== GIVEN ENTRIES ==
______

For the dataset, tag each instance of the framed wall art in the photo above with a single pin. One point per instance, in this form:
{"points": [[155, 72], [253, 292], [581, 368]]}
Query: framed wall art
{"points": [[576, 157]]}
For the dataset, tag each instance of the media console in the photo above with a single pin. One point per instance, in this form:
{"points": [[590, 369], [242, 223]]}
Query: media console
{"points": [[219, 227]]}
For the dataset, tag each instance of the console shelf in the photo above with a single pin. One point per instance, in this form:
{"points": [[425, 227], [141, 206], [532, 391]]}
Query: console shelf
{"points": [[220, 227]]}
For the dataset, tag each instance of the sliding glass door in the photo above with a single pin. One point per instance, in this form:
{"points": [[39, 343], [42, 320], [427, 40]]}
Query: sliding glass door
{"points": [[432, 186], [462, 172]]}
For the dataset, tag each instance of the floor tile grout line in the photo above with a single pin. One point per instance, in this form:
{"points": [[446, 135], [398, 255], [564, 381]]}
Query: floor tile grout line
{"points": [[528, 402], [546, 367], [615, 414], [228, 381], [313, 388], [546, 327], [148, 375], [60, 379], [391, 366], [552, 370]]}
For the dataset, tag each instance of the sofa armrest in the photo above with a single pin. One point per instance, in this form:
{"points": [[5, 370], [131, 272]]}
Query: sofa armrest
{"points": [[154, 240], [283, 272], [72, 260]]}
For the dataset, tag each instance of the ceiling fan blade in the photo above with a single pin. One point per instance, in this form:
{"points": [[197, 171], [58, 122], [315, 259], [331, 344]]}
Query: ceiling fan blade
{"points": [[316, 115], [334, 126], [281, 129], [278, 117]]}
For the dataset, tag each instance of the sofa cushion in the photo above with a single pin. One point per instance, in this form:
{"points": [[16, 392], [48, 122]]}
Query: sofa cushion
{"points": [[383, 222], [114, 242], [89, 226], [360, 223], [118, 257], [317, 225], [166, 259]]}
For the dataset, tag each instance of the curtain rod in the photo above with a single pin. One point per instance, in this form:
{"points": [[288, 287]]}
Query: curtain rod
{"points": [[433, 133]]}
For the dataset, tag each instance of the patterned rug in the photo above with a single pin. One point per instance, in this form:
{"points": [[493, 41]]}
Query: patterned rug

______

== TASK BRIEF ==
Please copy all of the data above word for word.

== EXERCISE ANSWER ==
For the dataset, tag each instance of the framed wall art in the photo above with a single pin. One point per instance, in this form:
{"points": [[155, 72], [253, 292], [581, 368]]}
Query: framed wall art
{"points": [[576, 157]]}
For the dataset, tag each instance of the media console in the photo above with a single pin. One point per instance, in this form:
{"points": [[590, 369], [242, 223]]}
Query: media console
{"points": [[219, 227]]}
For the dataset, tag each instance of the console shelf in the photo above with a single pin. One point per instance, in this form:
{"points": [[425, 227], [141, 206], [532, 391]]}
Query: console shelf
{"points": [[220, 227]]}
For the dataset, tag each instance of the sliding glass door in the photo above with a single pin. One point per instance, in this form:
{"points": [[39, 343], [42, 320], [427, 40]]}
Query: sliding glass door
{"points": [[432, 186], [462, 172]]}
For the dataset, tag each instance of the floor tile grout line in the photo above with a single pin. One point per instance, in this form:
{"points": [[446, 135], [398, 255], [564, 381]]}
Query: floor tile grout line
{"points": [[528, 402], [546, 367], [615, 414], [228, 381], [313, 388], [546, 327], [148, 375], [60, 379], [391, 366], [552, 370]]}
For the dataset, tag each instance of the sofa armrest in the photo above with a single pin. One point per instance, in this form:
{"points": [[5, 370], [131, 272]]}
Query: sofa armrest
{"points": [[154, 240], [283, 272], [72, 260]]}
For the dataset, tag each instance of the ceiling fan blade in the photo above with a single pin. One point per instance, in this form:
{"points": [[197, 171], [58, 122], [315, 259], [331, 344]]}
Query: ceiling fan blade
{"points": [[316, 115], [334, 126], [281, 129], [278, 117]]}
For the dataset, tag each instance of the sofa cushion in the photo above with a single pin. One point per instance, in this form:
{"points": [[16, 392], [48, 122]]}
Query: sofa cushion
{"points": [[383, 222], [114, 242], [89, 226], [360, 223], [118, 257], [317, 225], [166, 259]]}
For the dataset, tag each instance of the curtain rod in the photo above with a single pin. One point per instance, in this form:
{"points": [[288, 287]]}
Query: curtain rod
{"points": [[433, 133]]}
For the dataset, tag each instance of the patterned rug in the photo above with a single pin. One point per instance, in this form:
{"points": [[493, 41]]}
Query: patterned rug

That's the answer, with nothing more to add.